Resenha nº 162 - Os Vestígios do Dia, de Kazuo Ishiguro


Os vestígios do dia: Seguido de "Depois do anoitecer" por [Kazuo Ishiguro, José Rubens Siqueira]Título Original: The Remains Of The Day
Título em português: Os Vestígios do Dia
Autor: Kazuo Ishiguro
Tradutor: José Rubens Siqueira
Editora: Companhia das Letras
Edição: 2ª, 2ª reimpressão
Copyright: 1989
ISBN: 978-85-359-2641-5
Origem: Literatura inglesa
Gênero: Romance

Criatura fantástica, este Mr. Stevens, o mordomo-protagonista, deste Os Vestígios do Dia! Livro muito bem escrito, o que me chamou a atenção nesta leitura fluente foi mesmo este mordomo. Pode-se pensar em uma caricatura, uma vez que ele confirma o estereótipo do mordomo inglês: fleumático, perfeccionista, discretíssimo e fiel ao seu amo como um bom cão de guarda. Confesso, esta foi minha primeira impressão ao iniciar a leitura. Depois, à medida que as folhas se sucediam, a impressão foi mudando; Kazuo Ishiguro consegue dar ao narrador-personagem uma dimensão humana construída de detalhes. Sendo narrado em primeira pessoa (mais que apropriado) temos acesso aos seus pensamentos e dramas íntimos. Absolutamente apaixonante!

-=-=-

Requisitos da tarefa:
Indique se cada afirmação a seguir está de acordo com a resenha de Os Vestígios do Dia. Responda sim ou não e cite literalmente as palavras da resenha que justificam a resposta.
1. O romance é narrado em primeira pessoa.
2. A editora da edição resenhada é a Companhia das Letras.
3. A primeira impressão sobre o mordomo, registrada na resenha, permaneceu a mesma durante toda a leitura.

Dados armazenados
-=-=-

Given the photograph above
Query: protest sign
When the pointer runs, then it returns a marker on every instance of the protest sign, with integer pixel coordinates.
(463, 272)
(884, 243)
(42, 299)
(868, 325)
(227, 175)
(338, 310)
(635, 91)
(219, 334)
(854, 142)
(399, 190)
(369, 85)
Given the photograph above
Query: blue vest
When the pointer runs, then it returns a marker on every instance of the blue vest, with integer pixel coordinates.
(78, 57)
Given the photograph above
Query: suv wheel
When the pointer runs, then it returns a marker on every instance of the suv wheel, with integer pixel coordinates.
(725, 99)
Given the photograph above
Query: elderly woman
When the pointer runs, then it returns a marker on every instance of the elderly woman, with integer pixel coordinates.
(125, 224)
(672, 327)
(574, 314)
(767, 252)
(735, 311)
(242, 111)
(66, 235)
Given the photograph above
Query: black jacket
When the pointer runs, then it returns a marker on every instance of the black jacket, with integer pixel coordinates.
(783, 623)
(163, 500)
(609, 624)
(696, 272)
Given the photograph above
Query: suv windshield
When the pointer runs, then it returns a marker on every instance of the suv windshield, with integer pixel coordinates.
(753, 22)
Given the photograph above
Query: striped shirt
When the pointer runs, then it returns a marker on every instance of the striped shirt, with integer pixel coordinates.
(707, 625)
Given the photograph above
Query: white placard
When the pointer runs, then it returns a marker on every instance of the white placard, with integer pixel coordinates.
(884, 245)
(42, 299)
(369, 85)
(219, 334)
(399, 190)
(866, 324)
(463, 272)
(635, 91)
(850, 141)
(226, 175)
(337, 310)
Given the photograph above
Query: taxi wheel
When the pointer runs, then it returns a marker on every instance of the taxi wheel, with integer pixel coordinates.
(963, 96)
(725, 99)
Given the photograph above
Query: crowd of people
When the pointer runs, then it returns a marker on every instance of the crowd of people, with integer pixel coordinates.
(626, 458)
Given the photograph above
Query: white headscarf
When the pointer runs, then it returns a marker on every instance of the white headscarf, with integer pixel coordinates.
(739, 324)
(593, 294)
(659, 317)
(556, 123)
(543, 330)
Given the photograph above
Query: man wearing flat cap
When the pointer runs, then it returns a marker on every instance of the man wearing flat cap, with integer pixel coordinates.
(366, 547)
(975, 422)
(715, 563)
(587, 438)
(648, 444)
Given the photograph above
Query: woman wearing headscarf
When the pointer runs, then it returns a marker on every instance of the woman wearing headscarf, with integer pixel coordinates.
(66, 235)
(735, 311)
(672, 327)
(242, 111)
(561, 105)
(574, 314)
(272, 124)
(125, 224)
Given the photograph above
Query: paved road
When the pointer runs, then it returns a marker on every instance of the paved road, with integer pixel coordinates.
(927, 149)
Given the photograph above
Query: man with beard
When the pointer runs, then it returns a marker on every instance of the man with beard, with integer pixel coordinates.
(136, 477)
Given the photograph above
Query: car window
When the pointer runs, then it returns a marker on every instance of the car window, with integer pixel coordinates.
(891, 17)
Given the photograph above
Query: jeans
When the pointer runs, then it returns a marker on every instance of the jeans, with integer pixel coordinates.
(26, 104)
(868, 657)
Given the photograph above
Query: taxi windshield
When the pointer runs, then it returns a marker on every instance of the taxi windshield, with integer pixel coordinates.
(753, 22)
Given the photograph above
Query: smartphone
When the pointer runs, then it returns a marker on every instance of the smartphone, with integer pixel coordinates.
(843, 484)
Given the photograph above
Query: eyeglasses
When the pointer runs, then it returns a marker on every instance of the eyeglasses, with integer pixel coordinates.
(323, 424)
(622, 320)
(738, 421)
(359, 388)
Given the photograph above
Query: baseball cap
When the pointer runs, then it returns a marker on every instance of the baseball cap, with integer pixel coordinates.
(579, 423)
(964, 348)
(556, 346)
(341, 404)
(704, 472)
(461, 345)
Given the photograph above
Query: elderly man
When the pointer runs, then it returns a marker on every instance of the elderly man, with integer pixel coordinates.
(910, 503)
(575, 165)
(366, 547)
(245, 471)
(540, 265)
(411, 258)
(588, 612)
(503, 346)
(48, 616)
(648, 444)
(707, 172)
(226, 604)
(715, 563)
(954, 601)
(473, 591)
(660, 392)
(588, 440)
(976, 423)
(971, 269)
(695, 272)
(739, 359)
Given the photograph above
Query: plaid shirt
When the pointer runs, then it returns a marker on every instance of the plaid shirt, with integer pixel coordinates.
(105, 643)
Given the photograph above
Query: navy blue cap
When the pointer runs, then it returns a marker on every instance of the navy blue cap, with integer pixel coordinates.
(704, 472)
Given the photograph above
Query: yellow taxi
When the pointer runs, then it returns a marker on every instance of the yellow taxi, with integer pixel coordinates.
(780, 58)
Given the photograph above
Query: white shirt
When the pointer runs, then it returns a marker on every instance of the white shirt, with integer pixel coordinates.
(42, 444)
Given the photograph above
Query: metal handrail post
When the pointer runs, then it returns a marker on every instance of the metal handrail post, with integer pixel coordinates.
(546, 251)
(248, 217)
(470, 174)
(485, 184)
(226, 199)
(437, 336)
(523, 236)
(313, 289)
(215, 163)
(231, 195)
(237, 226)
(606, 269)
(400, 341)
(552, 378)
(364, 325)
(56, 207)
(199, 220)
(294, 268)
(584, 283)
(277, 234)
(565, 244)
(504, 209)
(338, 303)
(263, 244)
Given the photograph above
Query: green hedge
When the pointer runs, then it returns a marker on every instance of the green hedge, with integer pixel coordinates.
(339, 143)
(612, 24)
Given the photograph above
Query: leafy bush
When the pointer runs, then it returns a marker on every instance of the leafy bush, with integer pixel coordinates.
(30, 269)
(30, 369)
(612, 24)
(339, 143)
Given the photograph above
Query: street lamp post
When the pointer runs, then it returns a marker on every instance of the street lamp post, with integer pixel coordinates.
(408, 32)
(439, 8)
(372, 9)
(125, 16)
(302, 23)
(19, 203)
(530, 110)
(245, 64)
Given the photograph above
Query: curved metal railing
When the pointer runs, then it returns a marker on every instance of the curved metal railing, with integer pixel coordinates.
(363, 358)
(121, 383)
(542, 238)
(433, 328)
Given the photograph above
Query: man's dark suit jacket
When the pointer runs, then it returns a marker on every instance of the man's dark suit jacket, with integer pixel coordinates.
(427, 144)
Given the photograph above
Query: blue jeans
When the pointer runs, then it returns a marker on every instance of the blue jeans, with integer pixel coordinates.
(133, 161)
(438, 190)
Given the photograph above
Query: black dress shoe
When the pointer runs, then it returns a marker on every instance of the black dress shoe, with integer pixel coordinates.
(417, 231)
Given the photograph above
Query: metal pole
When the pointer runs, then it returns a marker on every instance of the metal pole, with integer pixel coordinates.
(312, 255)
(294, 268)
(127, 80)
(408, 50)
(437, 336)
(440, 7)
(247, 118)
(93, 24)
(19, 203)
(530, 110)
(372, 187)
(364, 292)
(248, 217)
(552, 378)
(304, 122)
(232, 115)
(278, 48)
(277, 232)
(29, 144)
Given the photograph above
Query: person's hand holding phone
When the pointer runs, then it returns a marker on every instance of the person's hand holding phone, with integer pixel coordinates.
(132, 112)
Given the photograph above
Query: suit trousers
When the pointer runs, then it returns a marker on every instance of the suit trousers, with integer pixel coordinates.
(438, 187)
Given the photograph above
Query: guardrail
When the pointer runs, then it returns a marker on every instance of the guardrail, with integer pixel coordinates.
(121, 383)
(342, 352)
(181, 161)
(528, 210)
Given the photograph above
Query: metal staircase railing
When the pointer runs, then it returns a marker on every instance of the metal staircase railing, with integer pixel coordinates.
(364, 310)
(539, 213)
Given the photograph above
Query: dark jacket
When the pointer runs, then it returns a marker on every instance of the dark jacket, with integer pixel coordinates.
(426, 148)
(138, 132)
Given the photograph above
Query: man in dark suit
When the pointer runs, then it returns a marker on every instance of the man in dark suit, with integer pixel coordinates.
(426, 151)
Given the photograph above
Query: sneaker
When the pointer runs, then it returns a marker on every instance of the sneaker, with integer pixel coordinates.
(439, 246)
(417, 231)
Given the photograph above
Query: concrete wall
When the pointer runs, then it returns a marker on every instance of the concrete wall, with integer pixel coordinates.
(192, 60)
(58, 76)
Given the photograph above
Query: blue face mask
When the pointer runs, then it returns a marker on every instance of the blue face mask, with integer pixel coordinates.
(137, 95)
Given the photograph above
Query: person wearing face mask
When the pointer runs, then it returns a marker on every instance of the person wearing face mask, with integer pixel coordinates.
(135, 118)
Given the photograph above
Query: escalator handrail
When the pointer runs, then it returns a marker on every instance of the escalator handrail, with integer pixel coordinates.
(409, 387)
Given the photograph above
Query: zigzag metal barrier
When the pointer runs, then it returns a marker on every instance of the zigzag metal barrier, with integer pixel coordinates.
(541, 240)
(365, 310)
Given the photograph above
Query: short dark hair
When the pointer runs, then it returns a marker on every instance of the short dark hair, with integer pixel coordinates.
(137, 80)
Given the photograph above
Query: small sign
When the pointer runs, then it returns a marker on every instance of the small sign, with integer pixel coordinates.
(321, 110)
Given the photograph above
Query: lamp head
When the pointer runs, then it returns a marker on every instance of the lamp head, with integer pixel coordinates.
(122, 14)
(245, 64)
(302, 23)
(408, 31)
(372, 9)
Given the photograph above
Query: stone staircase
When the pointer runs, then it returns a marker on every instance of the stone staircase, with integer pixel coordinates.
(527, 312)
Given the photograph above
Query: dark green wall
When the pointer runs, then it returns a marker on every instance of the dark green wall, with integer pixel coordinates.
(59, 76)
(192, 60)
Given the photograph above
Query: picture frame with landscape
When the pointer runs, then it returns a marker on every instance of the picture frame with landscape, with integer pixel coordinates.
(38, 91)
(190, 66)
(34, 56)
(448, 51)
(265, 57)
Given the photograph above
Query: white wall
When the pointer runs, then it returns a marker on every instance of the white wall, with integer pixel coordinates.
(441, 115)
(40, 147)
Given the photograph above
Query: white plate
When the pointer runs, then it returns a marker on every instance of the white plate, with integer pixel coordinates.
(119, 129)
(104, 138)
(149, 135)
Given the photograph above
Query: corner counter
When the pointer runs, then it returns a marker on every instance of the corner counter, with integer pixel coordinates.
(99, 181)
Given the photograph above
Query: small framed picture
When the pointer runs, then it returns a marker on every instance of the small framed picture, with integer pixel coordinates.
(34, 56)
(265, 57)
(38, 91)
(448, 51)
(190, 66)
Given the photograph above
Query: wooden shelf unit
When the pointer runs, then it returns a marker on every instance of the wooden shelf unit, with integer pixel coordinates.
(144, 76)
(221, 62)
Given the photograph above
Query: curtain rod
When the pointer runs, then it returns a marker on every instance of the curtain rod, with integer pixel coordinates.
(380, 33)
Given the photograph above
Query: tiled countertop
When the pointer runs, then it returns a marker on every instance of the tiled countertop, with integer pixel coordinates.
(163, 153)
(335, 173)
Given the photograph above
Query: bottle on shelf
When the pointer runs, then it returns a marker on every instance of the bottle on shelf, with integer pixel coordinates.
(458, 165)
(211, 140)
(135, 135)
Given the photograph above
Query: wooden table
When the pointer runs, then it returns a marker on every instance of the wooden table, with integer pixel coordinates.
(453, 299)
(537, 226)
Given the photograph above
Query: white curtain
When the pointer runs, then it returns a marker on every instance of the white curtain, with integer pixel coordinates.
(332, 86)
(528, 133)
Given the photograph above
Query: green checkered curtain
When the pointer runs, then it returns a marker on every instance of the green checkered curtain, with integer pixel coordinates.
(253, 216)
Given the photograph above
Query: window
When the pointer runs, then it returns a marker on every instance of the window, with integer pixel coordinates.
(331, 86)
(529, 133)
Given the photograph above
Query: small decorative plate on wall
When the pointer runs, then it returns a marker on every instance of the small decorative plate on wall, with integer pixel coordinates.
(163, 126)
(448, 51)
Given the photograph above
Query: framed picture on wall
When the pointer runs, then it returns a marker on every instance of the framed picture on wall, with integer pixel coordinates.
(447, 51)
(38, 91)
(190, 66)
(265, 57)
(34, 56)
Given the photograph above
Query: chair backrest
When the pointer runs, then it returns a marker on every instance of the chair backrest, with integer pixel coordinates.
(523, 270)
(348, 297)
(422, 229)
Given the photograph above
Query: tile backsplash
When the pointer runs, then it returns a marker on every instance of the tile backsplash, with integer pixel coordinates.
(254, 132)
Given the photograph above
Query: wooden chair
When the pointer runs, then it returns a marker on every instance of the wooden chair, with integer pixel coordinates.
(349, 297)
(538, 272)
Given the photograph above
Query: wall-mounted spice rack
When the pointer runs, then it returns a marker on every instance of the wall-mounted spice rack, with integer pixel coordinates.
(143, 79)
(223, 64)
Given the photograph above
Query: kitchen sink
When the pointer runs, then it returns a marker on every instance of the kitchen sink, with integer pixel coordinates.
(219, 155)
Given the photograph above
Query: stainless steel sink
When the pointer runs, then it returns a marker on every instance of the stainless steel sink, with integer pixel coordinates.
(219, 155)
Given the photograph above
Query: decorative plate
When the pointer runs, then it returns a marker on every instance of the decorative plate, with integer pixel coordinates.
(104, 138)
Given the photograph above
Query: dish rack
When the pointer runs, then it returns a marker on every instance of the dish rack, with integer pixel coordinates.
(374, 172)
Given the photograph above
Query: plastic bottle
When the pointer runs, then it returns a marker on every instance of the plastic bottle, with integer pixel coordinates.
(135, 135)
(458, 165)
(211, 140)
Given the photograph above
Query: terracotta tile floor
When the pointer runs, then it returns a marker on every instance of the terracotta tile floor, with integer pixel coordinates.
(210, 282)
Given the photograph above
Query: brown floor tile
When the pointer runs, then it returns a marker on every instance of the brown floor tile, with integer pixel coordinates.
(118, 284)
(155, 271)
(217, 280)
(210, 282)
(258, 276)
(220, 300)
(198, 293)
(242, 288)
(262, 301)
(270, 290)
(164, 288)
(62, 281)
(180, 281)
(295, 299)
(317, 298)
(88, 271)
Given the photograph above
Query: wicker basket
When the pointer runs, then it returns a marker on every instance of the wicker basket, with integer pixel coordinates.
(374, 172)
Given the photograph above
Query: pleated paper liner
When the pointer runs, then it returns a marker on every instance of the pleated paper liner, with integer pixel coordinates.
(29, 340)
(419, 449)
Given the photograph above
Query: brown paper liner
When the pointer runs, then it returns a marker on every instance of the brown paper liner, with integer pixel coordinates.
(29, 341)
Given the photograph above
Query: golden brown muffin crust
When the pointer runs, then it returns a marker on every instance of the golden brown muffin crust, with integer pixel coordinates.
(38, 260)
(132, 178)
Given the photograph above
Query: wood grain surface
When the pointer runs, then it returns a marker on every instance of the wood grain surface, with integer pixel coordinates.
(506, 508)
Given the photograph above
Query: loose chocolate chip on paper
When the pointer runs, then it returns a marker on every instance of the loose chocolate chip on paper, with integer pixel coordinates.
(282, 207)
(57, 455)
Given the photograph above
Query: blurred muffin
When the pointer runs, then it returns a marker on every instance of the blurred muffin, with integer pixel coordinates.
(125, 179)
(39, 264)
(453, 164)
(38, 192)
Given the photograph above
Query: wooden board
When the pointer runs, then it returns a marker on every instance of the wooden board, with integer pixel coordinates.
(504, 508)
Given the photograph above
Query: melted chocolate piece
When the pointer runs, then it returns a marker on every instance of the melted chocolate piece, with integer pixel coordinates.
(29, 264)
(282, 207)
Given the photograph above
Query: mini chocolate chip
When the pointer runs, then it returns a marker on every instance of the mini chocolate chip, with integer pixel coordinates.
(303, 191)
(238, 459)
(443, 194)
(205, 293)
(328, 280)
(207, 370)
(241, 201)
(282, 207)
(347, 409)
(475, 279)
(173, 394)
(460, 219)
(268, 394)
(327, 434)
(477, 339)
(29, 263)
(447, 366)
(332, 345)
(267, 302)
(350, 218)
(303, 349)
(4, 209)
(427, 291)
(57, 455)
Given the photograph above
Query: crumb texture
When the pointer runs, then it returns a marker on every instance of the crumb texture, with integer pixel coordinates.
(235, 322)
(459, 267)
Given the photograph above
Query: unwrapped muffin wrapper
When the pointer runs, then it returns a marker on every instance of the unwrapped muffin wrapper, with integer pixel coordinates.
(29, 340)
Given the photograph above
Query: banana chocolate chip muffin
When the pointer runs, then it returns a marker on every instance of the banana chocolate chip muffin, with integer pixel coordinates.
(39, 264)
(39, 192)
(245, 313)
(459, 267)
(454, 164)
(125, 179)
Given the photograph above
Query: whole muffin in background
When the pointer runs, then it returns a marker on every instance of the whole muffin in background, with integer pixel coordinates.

-=-=-

Resposta:
1. Sim: "Sendo narrado em primeira pessoa".
2. Sim: "Editora: Companhia das Letras".
3. Não: "Depois, à medida que as folhas se sucediam, a impressão foi mudando".